Given data:
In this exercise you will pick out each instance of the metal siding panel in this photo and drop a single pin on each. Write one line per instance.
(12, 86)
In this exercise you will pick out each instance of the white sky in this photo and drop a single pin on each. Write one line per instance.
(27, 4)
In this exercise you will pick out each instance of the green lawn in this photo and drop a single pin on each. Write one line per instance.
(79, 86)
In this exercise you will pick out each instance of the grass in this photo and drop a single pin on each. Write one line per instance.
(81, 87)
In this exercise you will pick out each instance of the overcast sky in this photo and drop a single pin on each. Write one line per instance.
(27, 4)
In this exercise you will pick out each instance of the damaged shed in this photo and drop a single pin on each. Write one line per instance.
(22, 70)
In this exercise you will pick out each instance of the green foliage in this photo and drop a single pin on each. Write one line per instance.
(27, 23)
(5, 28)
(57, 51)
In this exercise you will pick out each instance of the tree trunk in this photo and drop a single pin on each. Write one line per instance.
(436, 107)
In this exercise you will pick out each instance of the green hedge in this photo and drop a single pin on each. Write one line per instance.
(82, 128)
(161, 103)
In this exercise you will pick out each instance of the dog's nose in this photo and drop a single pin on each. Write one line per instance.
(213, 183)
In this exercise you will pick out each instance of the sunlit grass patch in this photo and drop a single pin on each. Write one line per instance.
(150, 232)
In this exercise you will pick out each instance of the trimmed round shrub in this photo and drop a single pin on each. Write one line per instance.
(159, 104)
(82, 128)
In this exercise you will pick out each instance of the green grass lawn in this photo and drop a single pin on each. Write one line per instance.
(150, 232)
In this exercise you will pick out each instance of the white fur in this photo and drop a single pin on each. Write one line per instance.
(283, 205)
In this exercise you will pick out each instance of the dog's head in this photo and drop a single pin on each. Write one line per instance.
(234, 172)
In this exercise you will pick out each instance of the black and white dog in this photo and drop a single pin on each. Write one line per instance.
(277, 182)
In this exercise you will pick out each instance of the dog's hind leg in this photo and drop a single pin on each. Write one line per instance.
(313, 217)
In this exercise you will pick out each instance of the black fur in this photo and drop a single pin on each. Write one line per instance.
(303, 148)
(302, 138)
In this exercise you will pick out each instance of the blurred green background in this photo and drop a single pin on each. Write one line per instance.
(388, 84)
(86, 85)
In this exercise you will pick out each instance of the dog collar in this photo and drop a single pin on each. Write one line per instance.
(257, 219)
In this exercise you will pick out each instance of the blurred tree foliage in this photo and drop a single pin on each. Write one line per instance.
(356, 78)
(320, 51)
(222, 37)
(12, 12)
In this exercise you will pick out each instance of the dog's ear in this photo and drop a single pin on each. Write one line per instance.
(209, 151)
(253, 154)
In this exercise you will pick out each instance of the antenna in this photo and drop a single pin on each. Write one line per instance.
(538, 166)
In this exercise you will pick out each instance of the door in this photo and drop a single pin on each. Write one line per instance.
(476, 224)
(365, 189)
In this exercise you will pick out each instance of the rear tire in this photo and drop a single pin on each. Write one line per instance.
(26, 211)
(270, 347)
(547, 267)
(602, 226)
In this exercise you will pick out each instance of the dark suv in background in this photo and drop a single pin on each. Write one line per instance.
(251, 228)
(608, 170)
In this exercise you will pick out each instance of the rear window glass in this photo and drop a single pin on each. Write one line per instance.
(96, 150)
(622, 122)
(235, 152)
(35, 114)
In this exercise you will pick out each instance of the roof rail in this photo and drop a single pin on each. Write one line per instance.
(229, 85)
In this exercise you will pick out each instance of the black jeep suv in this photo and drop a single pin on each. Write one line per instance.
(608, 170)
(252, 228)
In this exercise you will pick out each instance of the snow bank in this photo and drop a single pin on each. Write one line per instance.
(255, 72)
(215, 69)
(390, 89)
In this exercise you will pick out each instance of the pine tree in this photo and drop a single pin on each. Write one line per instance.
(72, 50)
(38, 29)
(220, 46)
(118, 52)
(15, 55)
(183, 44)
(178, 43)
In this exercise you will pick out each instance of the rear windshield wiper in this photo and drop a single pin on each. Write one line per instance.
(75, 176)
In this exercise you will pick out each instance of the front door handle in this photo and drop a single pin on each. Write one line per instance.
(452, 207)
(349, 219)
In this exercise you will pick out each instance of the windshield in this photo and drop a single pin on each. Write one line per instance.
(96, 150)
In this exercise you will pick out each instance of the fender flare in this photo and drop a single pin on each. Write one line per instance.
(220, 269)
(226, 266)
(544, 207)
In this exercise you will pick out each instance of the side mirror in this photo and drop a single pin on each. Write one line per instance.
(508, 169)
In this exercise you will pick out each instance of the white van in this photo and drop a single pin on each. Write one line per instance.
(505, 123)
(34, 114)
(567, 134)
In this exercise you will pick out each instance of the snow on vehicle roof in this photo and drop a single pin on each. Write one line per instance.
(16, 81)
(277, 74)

Task instructions: The line with "the snow on", plus every line after it through the end of the listing, needs to be repeated exactly; nothing else belongs in the reply.

Solved exercise:
In this exercise you will pick out each instance of the snow on vehicle roof in this photo and drop a single pin on each. Write one line per instance.
(16, 81)
(277, 74)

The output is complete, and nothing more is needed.